### Stated goal
Which lines in the items below contain the word "canyon"? Copy out every one of them.

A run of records
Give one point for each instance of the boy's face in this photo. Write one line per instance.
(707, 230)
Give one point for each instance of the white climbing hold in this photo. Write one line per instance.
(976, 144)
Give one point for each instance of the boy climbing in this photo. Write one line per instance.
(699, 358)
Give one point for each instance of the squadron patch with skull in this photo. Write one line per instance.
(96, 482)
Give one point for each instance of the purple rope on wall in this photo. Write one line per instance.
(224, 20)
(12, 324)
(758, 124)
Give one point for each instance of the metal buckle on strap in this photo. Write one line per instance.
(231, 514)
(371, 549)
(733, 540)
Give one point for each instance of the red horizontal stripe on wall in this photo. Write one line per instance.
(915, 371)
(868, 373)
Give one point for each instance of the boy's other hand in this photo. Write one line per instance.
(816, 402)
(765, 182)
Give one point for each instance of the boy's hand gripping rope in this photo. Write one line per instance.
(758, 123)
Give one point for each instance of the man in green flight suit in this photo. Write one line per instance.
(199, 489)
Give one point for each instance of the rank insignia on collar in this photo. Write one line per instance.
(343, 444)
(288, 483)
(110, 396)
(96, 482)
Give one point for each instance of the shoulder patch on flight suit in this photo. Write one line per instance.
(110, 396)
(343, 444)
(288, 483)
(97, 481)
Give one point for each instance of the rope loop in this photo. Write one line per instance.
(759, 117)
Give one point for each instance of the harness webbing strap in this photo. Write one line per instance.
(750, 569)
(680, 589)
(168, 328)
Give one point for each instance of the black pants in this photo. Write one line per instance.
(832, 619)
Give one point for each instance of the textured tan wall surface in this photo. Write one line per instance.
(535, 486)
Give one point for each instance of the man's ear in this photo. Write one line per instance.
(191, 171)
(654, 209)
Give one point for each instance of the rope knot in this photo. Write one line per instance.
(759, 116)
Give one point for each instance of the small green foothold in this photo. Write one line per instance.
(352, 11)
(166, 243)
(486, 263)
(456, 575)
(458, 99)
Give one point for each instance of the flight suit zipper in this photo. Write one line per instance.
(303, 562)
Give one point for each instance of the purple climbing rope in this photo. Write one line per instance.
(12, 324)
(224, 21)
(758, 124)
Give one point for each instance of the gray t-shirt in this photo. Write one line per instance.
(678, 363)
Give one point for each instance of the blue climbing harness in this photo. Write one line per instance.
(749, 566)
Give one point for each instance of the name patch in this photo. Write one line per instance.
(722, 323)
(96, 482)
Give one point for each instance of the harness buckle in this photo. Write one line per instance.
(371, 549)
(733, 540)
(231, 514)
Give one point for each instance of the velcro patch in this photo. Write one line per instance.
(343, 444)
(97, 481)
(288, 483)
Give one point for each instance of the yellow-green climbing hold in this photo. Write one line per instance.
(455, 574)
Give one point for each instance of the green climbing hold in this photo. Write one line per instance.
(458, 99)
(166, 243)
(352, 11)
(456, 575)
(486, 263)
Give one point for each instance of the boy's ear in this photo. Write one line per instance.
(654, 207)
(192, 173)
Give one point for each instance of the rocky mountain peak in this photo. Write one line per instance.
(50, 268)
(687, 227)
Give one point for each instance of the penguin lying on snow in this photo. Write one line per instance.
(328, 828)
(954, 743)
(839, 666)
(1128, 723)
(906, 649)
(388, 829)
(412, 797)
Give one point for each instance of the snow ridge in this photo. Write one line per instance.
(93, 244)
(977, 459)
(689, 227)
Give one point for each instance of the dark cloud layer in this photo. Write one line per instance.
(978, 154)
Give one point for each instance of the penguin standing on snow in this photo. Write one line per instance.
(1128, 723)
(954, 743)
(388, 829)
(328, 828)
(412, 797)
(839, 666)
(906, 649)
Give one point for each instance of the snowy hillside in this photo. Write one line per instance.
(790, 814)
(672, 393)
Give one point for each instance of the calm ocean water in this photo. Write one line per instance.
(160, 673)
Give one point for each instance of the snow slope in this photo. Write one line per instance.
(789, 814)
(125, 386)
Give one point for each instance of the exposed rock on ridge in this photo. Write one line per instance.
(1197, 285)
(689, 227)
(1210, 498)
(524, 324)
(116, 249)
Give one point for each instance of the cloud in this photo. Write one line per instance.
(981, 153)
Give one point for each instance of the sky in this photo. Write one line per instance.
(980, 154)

* * *

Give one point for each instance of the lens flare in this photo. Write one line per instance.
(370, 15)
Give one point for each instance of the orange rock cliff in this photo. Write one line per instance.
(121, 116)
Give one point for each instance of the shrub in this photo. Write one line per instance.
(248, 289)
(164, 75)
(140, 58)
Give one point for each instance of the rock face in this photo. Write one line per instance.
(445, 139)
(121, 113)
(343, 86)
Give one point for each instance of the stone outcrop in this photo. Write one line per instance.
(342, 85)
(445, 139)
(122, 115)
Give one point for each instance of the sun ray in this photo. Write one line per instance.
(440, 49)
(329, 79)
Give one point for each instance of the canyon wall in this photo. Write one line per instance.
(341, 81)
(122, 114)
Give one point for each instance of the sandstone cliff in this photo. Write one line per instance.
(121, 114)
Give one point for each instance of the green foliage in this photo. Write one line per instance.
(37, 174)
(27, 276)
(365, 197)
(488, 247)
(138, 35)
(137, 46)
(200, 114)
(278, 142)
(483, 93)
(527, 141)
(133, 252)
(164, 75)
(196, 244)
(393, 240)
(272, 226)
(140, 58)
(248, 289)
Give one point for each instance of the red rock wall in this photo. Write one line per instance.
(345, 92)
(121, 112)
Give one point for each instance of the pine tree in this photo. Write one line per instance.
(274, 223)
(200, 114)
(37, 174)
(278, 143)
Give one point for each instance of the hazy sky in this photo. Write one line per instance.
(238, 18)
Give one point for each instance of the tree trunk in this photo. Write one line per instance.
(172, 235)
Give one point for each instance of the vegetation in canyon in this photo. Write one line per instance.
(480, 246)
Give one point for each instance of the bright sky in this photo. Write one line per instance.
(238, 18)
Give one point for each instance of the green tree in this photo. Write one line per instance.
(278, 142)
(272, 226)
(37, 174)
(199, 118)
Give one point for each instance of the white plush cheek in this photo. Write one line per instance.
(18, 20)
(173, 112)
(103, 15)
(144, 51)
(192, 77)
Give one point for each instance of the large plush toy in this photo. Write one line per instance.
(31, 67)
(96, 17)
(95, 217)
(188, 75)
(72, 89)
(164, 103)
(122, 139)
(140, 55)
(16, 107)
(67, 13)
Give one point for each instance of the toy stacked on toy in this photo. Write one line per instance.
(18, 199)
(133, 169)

...

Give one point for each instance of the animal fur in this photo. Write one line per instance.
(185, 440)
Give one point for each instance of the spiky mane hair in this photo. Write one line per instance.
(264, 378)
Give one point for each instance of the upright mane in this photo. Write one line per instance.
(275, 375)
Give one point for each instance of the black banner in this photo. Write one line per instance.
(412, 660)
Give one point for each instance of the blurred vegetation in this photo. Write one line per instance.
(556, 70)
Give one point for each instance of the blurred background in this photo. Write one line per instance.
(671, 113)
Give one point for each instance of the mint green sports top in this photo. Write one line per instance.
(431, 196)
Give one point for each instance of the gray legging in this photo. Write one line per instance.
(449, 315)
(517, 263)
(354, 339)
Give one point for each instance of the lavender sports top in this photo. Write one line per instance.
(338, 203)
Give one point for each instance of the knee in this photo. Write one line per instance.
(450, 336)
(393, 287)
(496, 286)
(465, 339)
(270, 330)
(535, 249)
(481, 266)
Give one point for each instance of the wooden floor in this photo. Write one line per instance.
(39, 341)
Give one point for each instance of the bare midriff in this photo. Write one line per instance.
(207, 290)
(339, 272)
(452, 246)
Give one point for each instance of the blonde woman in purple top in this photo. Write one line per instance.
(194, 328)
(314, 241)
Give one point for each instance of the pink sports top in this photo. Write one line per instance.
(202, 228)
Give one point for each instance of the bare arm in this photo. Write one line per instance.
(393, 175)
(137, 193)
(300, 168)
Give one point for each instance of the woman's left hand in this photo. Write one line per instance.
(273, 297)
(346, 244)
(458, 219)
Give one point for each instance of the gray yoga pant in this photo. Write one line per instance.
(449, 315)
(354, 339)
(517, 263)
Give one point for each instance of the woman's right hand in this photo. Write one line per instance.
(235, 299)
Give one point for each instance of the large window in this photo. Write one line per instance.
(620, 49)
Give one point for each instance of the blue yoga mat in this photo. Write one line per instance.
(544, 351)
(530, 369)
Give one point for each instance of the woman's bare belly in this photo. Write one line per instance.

### Correct answer
Give one point for each instance of the canyon wall in this photo. Write one line per instance.
Give one point for each instance of the vegetation in canyon in this photo. Write one line per instance.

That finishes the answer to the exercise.